What is expected: From the entries below, copy every line that contains the word "yellow".

[Raw records]

________________

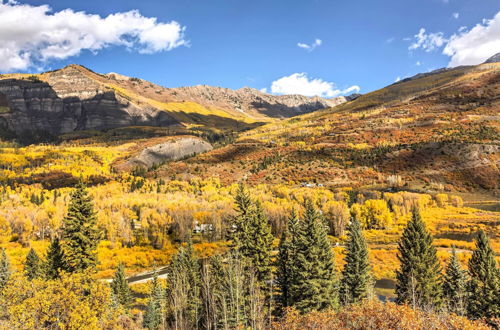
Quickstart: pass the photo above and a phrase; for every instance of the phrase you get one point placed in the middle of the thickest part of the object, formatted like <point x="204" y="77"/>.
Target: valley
<point x="159" y="162"/>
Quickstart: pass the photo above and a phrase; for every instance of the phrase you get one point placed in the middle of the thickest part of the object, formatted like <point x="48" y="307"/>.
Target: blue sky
<point x="236" y="43"/>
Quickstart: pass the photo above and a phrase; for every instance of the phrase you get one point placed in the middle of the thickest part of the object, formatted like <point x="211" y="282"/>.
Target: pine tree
<point x="32" y="265"/>
<point x="418" y="278"/>
<point x="185" y="288"/>
<point x="258" y="246"/>
<point x="484" y="284"/>
<point x="80" y="232"/>
<point x="153" y="314"/>
<point x="5" y="270"/>
<point x="54" y="260"/>
<point x="252" y="236"/>
<point x="357" y="280"/>
<point x="454" y="286"/>
<point x="120" y="287"/>
<point x="314" y="285"/>
<point x="285" y="260"/>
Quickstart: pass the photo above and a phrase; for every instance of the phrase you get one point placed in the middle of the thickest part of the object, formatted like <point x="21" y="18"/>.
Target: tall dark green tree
<point x="33" y="266"/>
<point x="285" y="260"/>
<point x="357" y="280"/>
<point x="120" y="287"/>
<point x="54" y="260"/>
<point x="153" y="314"/>
<point x="484" y="284"/>
<point x="184" y="290"/>
<point x="80" y="232"/>
<point x="314" y="283"/>
<point x="252" y="235"/>
<point x="5" y="270"/>
<point x="418" y="281"/>
<point x="454" y="286"/>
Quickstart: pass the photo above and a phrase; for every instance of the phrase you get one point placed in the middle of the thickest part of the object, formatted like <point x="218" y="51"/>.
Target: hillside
<point x="78" y="99"/>
<point x="429" y="132"/>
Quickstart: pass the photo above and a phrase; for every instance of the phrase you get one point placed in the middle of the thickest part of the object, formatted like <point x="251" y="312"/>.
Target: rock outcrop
<point x="75" y="98"/>
<point x="168" y="151"/>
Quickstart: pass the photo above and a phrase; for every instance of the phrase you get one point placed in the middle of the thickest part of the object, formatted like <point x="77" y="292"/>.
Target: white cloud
<point x="34" y="35"/>
<point x="465" y="47"/>
<point x="474" y="46"/>
<point x="310" y="47"/>
<point x="299" y="83"/>
<point x="427" y="41"/>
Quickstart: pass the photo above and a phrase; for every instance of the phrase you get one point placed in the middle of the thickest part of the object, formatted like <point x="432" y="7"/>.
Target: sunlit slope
<point x="435" y="131"/>
<point x="457" y="97"/>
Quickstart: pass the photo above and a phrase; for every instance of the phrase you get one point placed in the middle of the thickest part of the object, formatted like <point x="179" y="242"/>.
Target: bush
<point x="375" y="315"/>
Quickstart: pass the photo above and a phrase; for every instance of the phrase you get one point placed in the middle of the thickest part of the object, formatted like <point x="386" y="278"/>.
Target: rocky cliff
<point x="75" y="98"/>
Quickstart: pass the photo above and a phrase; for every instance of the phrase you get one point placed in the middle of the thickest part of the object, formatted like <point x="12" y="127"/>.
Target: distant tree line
<point x="250" y="285"/>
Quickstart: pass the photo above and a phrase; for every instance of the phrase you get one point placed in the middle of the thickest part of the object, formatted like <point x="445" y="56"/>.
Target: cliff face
<point x="75" y="98"/>
<point x="66" y="102"/>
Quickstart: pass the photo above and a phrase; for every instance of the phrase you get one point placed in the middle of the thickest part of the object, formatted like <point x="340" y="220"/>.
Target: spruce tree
<point x="54" y="260"/>
<point x="285" y="260"/>
<point x="314" y="285"/>
<point x="185" y="288"/>
<point x="484" y="284"/>
<point x="32" y="265"/>
<point x="120" y="287"/>
<point x="252" y="235"/>
<point x="418" y="278"/>
<point x="357" y="281"/>
<point x="454" y="286"/>
<point x="80" y="232"/>
<point x="153" y="314"/>
<point x="258" y="246"/>
<point x="5" y="270"/>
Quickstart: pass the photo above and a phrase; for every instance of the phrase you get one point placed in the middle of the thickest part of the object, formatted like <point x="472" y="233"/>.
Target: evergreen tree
<point x="258" y="246"/>
<point x="120" y="287"/>
<point x="185" y="288"/>
<point x="153" y="314"/>
<point x="285" y="260"/>
<point x="54" y="260"/>
<point x="357" y="281"/>
<point x="418" y="278"/>
<point x="32" y="265"/>
<point x="314" y="285"/>
<point x="80" y="232"/>
<point x="484" y="284"/>
<point x="252" y="236"/>
<point x="5" y="271"/>
<point x="454" y="286"/>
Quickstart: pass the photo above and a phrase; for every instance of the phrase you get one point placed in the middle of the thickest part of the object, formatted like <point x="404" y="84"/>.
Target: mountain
<point x="75" y="98"/>
<point x="494" y="59"/>
<point x="434" y="131"/>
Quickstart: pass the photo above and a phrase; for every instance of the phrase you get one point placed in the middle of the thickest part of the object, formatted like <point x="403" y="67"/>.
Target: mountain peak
<point x="494" y="59"/>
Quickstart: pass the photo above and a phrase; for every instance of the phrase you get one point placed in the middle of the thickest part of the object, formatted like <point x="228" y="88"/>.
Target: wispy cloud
<point x="311" y="47"/>
<point x="466" y="46"/>
<point x="33" y="35"/>
<point x="300" y="83"/>
<point x="427" y="41"/>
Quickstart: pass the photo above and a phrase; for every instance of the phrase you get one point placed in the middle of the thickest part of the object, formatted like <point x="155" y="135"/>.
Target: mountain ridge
<point x="76" y="98"/>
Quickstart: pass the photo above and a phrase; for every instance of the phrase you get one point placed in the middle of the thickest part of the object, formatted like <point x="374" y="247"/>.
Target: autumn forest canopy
<point x="128" y="205"/>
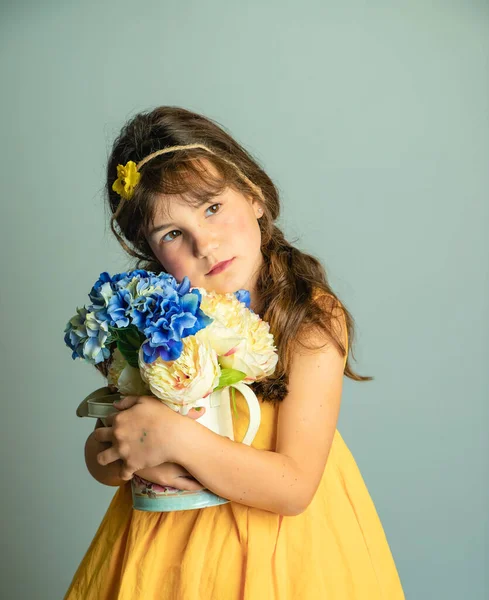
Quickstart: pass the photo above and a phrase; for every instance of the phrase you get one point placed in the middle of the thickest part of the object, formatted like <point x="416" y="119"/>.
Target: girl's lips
<point x="221" y="267"/>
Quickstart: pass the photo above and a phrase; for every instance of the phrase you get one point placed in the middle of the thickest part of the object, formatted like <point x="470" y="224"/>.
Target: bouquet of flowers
<point x="161" y="337"/>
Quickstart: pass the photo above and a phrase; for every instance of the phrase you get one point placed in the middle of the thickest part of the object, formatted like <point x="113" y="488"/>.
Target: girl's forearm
<point x="258" y="478"/>
<point x="109" y="474"/>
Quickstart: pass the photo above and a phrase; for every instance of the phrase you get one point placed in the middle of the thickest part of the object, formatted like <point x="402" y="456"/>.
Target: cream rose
<point x="240" y="337"/>
<point x="189" y="378"/>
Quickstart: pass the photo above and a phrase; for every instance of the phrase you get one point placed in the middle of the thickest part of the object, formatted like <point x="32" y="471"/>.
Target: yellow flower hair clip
<point x="127" y="179"/>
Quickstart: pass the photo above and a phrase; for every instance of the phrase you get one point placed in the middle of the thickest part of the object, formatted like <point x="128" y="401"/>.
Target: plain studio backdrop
<point x="373" y="121"/>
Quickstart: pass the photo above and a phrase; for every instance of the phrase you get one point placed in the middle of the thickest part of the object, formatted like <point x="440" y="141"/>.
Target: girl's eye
<point x="177" y="231"/>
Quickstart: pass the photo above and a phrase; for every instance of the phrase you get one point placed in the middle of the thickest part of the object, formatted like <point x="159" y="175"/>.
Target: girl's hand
<point x="144" y="434"/>
<point x="172" y="475"/>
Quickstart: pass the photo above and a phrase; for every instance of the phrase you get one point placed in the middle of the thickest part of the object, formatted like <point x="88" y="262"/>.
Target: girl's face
<point x="194" y="239"/>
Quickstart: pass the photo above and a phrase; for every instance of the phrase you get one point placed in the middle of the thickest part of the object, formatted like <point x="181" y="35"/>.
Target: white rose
<point x="189" y="378"/>
<point x="240" y="337"/>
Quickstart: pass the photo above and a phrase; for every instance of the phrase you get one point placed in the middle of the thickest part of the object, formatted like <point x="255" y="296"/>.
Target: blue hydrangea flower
<point x="86" y="336"/>
<point x="177" y="318"/>
<point x="244" y="297"/>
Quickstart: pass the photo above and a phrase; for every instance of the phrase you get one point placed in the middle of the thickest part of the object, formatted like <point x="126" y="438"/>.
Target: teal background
<point x="372" y="119"/>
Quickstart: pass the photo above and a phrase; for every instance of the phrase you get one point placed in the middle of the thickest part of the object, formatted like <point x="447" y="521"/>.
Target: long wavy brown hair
<point x="290" y="282"/>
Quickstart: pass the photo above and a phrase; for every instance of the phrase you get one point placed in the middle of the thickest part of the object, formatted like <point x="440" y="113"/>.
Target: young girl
<point x="300" y="523"/>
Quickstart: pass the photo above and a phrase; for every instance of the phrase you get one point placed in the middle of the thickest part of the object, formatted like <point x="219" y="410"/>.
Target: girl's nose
<point x="204" y="244"/>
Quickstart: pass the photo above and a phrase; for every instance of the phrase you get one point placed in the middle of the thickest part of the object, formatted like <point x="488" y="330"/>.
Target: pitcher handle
<point x="253" y="407"/>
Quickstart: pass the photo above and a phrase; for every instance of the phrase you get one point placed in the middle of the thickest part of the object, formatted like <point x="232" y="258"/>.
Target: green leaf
<point x="233" y="399"/>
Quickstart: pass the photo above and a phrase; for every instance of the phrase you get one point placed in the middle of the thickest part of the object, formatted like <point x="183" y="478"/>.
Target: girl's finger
<point x="104" y="434"/>
<point x="126" y="475"/>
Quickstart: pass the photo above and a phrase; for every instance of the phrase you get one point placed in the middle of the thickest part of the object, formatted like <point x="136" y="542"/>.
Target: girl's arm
<point x="286" y="480"/>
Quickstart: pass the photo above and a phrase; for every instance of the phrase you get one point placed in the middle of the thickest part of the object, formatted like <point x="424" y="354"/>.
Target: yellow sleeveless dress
<point x="335" y="550"/>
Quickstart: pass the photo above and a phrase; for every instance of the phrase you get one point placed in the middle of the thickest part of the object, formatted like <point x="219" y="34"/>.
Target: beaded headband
<point x="128" y="175"/>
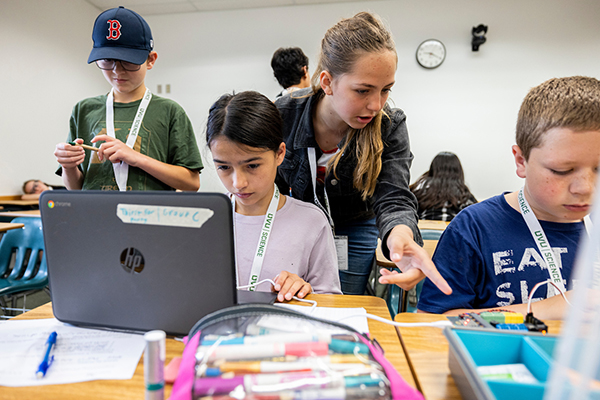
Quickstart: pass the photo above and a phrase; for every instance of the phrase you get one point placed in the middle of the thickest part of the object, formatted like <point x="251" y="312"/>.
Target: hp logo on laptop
<point x="132" y="260"/>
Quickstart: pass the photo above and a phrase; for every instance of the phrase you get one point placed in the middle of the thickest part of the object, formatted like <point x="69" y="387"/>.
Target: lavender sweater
<point x="301" y="242"/>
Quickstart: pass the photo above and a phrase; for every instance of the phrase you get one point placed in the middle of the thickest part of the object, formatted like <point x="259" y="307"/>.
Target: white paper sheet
<point x="355" y="317"/>
<point x="80" y="354"/>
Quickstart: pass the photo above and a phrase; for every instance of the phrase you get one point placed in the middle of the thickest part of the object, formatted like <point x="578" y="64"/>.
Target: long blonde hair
<point x="342" y="46"/>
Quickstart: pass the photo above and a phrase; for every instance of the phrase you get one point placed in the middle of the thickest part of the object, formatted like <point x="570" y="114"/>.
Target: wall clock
<point x="431" y="54"/>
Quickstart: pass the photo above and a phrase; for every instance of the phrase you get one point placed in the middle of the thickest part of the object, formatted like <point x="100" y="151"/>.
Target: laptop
<point x="139" y="261"/>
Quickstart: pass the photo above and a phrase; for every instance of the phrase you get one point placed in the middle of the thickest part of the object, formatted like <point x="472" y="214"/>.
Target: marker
<point x="47" y="361"/>
<point x="154" y="364"/>
<point x="273" y="338"/>
<point x="85" y="146"/>
<point x="372" y="392"/>
<point x="348" y="347"/>
<point x="291" y="381"/>
<point x="256" y="367"/>
<point x="246" y="352"/>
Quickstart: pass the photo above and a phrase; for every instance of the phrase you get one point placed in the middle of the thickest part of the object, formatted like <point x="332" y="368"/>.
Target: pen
<point x="263" y="383"/>
<point x="272" y="367"/>
<point x="273" y="338"/>
<point x="47" y="360"/>
<point x="245" y="352"/>
<point x="85" y="146"/>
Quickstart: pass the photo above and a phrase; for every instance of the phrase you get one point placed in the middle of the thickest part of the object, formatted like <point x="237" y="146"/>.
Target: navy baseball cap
<point x="121" y="34"/>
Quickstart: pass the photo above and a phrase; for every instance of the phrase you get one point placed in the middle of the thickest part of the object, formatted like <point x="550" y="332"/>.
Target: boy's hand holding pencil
<point x="85" y="146"/>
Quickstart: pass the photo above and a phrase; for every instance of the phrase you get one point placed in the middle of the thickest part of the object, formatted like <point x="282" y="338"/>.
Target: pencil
<point x="85" y="146"/>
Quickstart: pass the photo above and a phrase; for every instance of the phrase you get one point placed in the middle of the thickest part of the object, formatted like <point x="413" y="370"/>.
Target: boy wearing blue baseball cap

________________

Result of the exercise:
Target: yellow flower hair clip
Target: yellow sleeveless dress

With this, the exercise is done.